**TESTO RIPORTATO**
Dopo il ricovero è stata sospesa l’assunzione di cimicifuga e, considerando il quadro autoimmune, la paziente è stata sottoposta a trattamento con prednisone e azatioprina (30 e 50 mg al giorno, rispettivamente). Due giorni dopo l’inizio del trattamento e 5 giorni dopo la sospensione della cimicifuga, i parametri di funzionalità epatica hanno iniziato a diminuire, normalizzandosi completamente dopo 3 mesi di trattamento.
La correlazione del danno epatico al prodotto a base di cimicifuga, effettuata mediante l’algoritmo CIOMS (3), è risultata “altamente probabile”.
 
Commento
La cimicifuga è uno dei rimedi erboristici maggiormente utilizzati dalle donne in menopausa. La sua efficacia nel trattamento dei sintomi vasomotori è attribuita ai glicosidi triterpenici e ai composti fenolici ma non c’è una chiara evidenza di sicurezza ed efficacia. Negli anni sono stati riportati diversi casi di sospetta tossicità epatica da cimicifuga, sebbene il rapporto causale non sia stato sempre chiaramente definito. In particolare, Teschke et al. (2) hanno valutato, mediante algoritmi di causalità, ben 69 casi di epatotossicità da cimicifuga: di questi, solo per uno la causalità è stata definita”probabile”, mentre gli altri sono stati giudicati aventi fattori di confondimento, quali uso di miscele a base di erbe con ingredienti multipli, mancanza di associazione temporale e malattie epatiche pre-esistenti.
Nel caso riportato, è stata evidenziata una forma di epatite autoimmune, descritta solo in due dei casi di epatotossicità attribuiti alla cimicifuga (4,5). Il danno epatico sembra dovuto all’accumulo, negli epatociti, di addotti proteici (in particolare 4-idrossi-2-nonenale) che agirebbero da autoantigeni, inducendo danno ossidativo e risposta autoimmune (6).
Quello descritto sembra essere, pertanto, il primo caso di tossicità epatica da cimicifuga giudicato “altamente probabile”, sulla base degli algoritmi per la valutazione della causalità.
Alla luce di tali considerazioni, si evidenzia l’importanza di una corretta e completa segnalazione dei casi di reazione avversa a preparati vegetali. Spesso, infatti, la carenza di informazioni di base, relative sia al prodotto naturale che al paziente, può compromettere la valutazione della reazione.

Bibliografia

  1. Wuttke W, et al. Thenon-estrogenic alternative for the treatment of climacteric complaints: Blackcohosh (Cimicifuga or Actaea racemosa). J Steroid Biochem Mol Biol 2014: 139: 302-10.
  2. Teschke R, et al. Suspected black cohosh hepatotoxicity – challenges and pitfalls of causality assessment. Maturitas 2009; 63: 302-14.
  3. Teschke R, et al. Causality assessment in hepatotoxicity by drugs and dietary supplements. Br J Clin Pharmacol 2008; 66: 758-66.
  4. Guzman G, et al. Liver injury with features mimicking autoimmune hepatitis following the use of black cohosh. Case Rep Med 2009; 2009: 918156.
  5. Cohen SM, et al. Autoimmune hepatitis associated with the use of black cohosh: a case study. Menopause 2004; 11: 575-77.
  6. Enbom ET, et al. Mechanism of hepatotoxicity due to black cohosh (Cimicifuga racemosa): histological, immunohistochemical and electron microscopy analysis of two liver biopsies with clinical correlation. Exp Mol Pathol 2014; 96: 279-83.

**DATI**
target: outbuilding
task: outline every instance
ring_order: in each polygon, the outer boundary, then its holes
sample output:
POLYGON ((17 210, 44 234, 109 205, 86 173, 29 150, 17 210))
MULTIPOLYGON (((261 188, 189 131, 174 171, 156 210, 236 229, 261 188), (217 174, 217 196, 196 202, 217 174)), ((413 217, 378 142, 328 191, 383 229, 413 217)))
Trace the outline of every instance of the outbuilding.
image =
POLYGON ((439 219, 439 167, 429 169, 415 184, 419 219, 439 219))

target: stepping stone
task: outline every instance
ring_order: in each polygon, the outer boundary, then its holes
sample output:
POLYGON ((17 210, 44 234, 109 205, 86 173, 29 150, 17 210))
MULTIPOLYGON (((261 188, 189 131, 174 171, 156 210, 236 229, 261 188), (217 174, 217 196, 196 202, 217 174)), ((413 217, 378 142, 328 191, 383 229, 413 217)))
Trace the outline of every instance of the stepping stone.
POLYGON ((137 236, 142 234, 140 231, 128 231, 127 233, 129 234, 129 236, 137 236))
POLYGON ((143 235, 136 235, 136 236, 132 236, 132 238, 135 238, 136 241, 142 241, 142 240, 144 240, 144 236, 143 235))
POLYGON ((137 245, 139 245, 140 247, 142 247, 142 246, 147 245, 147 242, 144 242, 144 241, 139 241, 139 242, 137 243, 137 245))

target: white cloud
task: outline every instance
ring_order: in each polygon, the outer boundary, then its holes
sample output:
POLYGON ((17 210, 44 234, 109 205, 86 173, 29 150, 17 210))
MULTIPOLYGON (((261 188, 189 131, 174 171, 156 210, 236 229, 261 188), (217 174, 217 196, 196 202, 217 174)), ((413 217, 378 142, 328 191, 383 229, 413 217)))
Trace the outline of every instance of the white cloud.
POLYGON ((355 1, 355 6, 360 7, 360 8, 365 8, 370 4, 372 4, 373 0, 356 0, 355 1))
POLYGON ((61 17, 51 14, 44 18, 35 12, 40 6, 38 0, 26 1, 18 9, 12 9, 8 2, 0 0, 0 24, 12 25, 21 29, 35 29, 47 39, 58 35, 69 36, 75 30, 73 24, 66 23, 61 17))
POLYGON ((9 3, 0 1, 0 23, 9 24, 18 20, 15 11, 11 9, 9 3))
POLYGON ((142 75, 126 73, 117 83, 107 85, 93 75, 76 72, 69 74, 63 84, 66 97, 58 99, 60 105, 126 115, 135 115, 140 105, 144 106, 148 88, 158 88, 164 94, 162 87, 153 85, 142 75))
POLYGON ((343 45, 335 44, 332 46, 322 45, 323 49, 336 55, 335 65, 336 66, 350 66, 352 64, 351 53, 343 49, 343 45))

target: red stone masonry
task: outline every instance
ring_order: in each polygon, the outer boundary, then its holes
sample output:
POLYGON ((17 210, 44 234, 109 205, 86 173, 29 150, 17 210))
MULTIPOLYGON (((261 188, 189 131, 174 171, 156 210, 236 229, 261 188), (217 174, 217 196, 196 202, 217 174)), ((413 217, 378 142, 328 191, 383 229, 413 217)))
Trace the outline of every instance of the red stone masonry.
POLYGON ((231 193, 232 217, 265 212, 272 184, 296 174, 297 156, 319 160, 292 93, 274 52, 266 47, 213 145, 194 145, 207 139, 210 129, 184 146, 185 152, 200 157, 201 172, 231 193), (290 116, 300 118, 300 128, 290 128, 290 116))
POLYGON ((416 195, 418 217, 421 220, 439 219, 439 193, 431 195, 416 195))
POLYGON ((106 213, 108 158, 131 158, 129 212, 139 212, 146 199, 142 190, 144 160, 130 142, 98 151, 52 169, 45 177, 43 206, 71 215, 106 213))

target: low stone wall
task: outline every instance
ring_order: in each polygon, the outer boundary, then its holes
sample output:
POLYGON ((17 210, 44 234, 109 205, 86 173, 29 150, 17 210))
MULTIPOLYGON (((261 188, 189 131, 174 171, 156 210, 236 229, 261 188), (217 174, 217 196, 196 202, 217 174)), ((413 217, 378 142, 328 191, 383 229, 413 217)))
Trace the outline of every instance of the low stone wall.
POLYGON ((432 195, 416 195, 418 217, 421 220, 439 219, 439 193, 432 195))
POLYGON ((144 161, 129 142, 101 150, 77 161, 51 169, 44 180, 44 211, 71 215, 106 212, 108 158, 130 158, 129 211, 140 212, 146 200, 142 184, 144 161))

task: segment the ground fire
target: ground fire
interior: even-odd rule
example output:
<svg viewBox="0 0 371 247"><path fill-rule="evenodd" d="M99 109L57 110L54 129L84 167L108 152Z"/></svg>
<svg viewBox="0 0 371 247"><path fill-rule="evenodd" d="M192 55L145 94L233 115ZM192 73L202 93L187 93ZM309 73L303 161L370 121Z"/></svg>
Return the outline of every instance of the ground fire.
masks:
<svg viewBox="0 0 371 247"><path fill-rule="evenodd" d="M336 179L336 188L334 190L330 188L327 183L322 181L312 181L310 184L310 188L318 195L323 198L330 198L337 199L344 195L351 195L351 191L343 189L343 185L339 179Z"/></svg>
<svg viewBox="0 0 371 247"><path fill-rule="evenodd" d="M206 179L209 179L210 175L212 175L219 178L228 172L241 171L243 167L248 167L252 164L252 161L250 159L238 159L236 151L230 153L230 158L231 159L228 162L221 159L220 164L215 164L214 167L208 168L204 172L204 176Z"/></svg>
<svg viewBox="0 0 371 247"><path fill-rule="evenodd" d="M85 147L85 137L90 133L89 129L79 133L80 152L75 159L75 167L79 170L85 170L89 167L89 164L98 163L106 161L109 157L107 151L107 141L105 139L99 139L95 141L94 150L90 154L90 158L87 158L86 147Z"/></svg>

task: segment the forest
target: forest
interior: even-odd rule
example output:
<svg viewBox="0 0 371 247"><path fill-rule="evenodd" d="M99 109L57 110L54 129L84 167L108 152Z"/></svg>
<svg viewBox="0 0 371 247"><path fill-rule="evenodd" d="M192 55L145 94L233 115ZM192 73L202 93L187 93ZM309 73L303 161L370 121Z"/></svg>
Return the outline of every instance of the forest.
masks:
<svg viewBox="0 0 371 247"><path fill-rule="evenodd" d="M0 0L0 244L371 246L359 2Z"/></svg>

**ELENCO COMPITI**
**A.** Riassumi in due frasi il testo sulla cimicifuga.
**B.** Nel testo sulla cimicifuga, quanti casi di epatotossicità da cimicifuga hanno valutato Teschke e colleghi?
**C.** Riscrivi il testo sulla cimicifuga da "3. Teschke R, et" a "2009; 2009: 918156.", scambiando "dietary supplements" con "herbal products".

**RISPOSTE IN ORDINE**
**A.** Dopo la sospensione della cimicifuga e una cura con prednisone e azatioprina, i valori del fegato della paziente sono tornati del tutto normali in 3 mesi. Il legame tra il danno al fegato e la cimicifuga è stato giudicato "altamente probabile", e il caso sembra quindi il primo di questo tipo, il che mostra quanto conti segnalare in modo completo le reazioni avverse ai preparati vegetali.

**B.** 69 casi.

**C.**
3. Teschke R, et al. Causality assessment in hepatotoxicity by drugs and herbal products. Br J Clin Pharmacol 2008; 66: 758-66.
  4. Guzman G, et al. Liver injury with features mimicking autoimmune hepatitis following the use of black cohosh. Case Rep Med 2009; 2009: 918156.